Mülâhazalarımızın Neresindeyiz?

Bir zamanlar bizim mübarek dünyamız; rengi, deseni, havası, ruhanî iklimi, kendi kimliğini koruma azm ü gayreti, geçmişten tevarüs ettiği değerleri, kökleri semavîliğe dayanan âdetleri ve bütün bunların mecmuundan kaynaklanan maddî-mânevî güzellikleriyle bambaşka bir âlemdi. Bizim için, çarşı-pazar, cadde-sokak bile tıpkı mâbed harîmi birer tebliğ mekânı, mescitler ve nurlu evler de âdeta Kâbe'nin izdüşümü gibiydi. Aramızda muvakkaten de olsa bulunma bahtiyarlığına erenler, uğradıkları her yerde, duyguları, düşünceleri ve gönül enginlikleriyle rûhânîleri hatırlatan, olabildiğine derin, incelerden ince, fevkalâde nazik ve hâllerinden memnun çehrelerle karşılaşır; yükselen hemen her seste, göklerin merhameti, meleklerin mehâbeti ve annelerin şefkatini duyarlardı. Hâdiselerin tazyikinden bunalmış gönüller ve muvakkat bazı olumsuzluklarla sıkışmış ruhlar, mütebessim simaların dolaştıkları bu sihirli atmosferde Cennet gölgeliklerine sığınmış gibi bütün hafakanlarını atar, tılsımlı bir meltemle mânevî banyo yapmış gibi rahatlar ve serinlerlerdi.

O iklimde, hiçbir kötülük, çehreleri karartacak şekilde alenîleşip yüze vurmaz; fenalıklar uzun boylu yaşama imkânı bulamaz; günah ve isyan istidadı, gücünü denese bile gizlilik içinde dener ama bu denemeler de asla tutmazdı. O günün insanları, arınmak niyetiyle sık sık tevbe ve inâbe kurnaları altına koşar; istiğfarla şer meyillerinin önünü keser, dua ve niyazlarla sürekli iradelerini güçlendirir; bir hata ya da günahtan dolayı ömür boyu devam eden pişmanlıklarla kıvranır ve her zaman Hakk'a yakın durmaya çalışırlardı.

=-=-=

- _Görev Yönergesi_: Yukarıdaki okuma metninde "O günün insanları" için sayılan davranışların hepsini sıralayın.

- _Veriler_:
=-=-=

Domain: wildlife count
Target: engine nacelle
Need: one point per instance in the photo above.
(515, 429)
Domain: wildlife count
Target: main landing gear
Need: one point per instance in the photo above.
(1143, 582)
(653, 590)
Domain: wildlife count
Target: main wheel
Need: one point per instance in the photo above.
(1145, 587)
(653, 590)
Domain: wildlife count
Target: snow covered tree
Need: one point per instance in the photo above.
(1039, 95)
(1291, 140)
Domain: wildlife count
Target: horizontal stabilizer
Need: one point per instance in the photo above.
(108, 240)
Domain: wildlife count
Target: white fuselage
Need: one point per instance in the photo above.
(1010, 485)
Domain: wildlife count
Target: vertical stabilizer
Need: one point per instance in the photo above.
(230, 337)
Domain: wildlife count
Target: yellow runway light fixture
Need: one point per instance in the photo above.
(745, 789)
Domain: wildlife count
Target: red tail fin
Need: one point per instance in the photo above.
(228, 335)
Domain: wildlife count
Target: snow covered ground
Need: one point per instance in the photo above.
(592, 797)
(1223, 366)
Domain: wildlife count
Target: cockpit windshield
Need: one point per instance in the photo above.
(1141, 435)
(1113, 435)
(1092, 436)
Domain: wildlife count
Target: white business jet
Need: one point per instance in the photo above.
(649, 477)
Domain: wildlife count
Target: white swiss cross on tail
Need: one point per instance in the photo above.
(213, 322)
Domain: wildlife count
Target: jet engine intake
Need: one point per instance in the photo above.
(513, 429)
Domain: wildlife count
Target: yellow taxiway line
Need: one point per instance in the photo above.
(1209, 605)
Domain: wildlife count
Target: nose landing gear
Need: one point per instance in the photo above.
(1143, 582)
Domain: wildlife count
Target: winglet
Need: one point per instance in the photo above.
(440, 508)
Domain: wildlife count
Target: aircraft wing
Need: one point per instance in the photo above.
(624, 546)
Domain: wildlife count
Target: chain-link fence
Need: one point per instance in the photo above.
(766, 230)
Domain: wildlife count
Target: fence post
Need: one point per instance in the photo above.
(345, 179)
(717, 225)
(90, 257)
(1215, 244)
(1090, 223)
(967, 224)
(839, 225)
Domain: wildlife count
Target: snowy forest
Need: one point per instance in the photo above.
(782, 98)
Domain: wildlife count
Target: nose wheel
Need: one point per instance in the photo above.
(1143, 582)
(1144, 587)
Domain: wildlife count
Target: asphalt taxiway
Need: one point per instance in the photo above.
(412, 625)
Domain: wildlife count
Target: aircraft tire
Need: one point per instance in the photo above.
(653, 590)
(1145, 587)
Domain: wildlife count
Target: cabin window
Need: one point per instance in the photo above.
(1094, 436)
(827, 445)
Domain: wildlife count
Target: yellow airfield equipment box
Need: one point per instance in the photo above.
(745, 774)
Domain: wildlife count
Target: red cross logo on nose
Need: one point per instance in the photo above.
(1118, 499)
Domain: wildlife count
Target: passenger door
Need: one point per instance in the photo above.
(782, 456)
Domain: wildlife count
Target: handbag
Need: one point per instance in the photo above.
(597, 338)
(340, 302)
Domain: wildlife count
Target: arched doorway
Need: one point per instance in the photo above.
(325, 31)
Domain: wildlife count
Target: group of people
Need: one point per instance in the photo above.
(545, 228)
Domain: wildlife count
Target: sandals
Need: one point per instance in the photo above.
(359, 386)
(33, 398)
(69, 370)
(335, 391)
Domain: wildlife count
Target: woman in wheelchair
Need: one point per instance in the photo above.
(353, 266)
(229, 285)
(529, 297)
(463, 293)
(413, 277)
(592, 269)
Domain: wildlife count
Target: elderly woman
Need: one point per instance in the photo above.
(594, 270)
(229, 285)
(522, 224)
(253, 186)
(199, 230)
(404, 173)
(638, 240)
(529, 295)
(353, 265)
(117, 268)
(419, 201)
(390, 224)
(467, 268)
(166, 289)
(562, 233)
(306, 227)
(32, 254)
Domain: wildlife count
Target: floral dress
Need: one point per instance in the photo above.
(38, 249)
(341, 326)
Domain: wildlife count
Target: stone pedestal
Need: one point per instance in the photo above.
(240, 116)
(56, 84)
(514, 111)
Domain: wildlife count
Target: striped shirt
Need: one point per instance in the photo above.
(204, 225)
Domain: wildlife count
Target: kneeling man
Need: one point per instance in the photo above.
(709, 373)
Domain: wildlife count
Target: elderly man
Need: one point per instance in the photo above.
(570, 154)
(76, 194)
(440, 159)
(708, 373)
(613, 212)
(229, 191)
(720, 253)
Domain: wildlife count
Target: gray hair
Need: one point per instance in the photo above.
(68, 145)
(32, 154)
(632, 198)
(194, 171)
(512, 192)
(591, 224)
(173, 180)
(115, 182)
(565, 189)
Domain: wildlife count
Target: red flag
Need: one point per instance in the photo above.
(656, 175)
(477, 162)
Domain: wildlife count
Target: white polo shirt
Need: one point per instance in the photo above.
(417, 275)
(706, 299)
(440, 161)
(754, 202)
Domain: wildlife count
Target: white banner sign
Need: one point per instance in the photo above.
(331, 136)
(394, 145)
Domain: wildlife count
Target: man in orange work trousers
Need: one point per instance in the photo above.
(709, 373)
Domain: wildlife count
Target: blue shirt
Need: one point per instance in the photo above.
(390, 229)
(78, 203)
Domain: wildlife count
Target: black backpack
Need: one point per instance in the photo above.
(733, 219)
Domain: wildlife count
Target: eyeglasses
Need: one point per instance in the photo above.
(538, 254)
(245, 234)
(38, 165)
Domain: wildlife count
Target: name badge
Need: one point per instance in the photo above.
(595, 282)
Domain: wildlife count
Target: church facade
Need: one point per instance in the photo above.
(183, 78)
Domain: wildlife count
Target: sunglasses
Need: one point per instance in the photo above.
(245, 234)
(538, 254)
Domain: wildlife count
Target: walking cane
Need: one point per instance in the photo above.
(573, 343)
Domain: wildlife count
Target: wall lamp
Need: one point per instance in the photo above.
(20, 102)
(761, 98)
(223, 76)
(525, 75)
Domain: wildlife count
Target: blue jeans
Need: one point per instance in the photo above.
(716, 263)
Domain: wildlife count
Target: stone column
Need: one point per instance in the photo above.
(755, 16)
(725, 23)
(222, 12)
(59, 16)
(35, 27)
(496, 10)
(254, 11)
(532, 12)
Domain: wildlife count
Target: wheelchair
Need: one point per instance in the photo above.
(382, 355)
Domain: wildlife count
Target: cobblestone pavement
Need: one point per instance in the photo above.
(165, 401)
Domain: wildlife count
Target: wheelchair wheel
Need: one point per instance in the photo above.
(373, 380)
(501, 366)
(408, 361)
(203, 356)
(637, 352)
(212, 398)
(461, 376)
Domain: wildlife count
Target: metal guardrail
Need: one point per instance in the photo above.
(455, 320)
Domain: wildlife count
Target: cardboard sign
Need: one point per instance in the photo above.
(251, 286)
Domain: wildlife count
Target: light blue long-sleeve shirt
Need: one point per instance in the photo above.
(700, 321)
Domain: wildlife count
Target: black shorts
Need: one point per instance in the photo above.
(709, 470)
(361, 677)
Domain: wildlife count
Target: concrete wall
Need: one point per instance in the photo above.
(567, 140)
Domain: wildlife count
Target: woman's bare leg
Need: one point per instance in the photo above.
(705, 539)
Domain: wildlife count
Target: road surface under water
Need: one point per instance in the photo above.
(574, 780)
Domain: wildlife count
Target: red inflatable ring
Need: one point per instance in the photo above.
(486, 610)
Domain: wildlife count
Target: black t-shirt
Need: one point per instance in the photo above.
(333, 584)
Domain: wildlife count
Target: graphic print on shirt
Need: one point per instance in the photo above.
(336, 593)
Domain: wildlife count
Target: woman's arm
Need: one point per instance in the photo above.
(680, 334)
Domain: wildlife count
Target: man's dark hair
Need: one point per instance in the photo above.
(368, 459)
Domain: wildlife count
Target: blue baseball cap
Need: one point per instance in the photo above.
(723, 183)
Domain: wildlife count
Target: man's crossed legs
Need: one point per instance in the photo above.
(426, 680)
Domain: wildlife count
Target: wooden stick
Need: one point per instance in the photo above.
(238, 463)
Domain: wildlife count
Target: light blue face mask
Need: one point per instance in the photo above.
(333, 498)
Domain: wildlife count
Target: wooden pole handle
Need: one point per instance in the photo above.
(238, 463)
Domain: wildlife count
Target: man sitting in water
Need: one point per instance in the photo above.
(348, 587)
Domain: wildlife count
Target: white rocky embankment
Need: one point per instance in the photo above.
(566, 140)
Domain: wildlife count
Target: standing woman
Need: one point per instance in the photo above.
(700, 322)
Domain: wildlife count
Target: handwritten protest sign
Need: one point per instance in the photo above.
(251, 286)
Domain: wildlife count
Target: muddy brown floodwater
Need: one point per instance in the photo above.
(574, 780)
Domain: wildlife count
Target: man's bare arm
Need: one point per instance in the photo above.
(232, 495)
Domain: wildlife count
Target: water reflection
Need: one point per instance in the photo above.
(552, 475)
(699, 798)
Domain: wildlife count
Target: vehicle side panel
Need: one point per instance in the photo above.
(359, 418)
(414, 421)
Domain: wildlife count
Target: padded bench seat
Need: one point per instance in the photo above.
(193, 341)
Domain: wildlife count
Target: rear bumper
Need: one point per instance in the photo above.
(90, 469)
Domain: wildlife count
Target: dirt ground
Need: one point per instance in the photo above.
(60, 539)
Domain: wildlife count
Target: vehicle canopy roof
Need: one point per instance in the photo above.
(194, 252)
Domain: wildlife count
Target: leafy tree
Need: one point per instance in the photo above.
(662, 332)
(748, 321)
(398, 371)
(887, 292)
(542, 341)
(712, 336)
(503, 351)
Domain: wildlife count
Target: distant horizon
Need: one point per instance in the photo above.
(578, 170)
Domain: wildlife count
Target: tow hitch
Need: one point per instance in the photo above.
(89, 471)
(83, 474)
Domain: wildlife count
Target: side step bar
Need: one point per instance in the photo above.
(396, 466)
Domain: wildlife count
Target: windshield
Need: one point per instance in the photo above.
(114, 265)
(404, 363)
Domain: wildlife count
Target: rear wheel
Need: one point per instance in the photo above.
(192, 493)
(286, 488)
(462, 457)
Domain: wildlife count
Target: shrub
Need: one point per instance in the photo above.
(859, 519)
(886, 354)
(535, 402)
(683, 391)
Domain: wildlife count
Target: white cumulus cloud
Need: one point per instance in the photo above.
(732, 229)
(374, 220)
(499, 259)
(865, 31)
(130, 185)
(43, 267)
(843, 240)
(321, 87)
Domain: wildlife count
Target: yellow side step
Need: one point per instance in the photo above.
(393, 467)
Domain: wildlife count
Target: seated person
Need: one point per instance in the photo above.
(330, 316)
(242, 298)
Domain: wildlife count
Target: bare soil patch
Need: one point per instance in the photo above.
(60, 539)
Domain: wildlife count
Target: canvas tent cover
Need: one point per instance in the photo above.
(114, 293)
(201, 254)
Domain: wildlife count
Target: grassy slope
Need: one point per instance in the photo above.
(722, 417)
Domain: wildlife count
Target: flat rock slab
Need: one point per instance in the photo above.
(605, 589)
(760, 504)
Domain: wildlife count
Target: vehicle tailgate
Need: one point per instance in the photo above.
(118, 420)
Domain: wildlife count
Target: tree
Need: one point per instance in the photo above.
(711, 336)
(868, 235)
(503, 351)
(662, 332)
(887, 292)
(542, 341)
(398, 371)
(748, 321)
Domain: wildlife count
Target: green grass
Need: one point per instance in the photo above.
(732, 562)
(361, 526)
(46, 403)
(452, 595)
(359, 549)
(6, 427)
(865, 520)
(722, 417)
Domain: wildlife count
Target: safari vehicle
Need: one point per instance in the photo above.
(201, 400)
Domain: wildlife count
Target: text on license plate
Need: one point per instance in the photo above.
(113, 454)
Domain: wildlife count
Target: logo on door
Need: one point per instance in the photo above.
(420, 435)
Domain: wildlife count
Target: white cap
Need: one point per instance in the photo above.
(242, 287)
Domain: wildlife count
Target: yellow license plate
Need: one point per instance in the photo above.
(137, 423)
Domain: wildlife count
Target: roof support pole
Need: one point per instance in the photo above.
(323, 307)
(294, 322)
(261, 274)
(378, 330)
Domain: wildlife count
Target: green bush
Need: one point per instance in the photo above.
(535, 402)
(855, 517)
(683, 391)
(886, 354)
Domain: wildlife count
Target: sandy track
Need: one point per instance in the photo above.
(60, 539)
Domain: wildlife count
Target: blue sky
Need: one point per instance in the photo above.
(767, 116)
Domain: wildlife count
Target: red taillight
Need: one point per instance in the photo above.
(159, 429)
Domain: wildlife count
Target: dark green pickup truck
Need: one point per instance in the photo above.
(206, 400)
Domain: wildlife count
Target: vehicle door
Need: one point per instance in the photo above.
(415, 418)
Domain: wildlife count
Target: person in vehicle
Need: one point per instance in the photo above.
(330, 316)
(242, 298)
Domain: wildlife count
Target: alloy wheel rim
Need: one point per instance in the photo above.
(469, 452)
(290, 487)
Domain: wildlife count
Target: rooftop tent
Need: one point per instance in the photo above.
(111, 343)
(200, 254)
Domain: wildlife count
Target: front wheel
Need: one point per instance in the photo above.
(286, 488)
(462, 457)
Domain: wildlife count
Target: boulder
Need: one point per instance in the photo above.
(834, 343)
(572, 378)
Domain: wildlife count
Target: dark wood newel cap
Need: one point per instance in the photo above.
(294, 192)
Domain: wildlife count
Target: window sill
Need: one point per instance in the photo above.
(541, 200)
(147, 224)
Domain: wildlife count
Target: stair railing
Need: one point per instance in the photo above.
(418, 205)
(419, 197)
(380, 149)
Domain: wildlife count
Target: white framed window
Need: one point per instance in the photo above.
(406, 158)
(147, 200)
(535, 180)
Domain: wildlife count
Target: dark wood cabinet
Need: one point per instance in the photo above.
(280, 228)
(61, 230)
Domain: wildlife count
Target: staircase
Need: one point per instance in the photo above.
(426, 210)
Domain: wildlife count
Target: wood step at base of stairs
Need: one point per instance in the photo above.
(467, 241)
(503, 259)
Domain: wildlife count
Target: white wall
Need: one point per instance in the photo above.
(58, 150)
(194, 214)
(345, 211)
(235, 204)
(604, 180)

=-=-=

- _Görev Cevabı_:
- Arınmak niyetiyle sık sık tevbe ve inâbe kurnaları altına koşarlardı.
- İstiğfarla şer meyillerinin önünü keserlerdi.
- Dua ve niyazlarla iradelerini sürekli güçlendirirlerdi.
- Bir hata ya da günahtan dolayı ömür boyu devam eden pişmanlıklarla kıvranırlardı.
- Her zaman Hakk'a yakın durmaya çalışırlardı.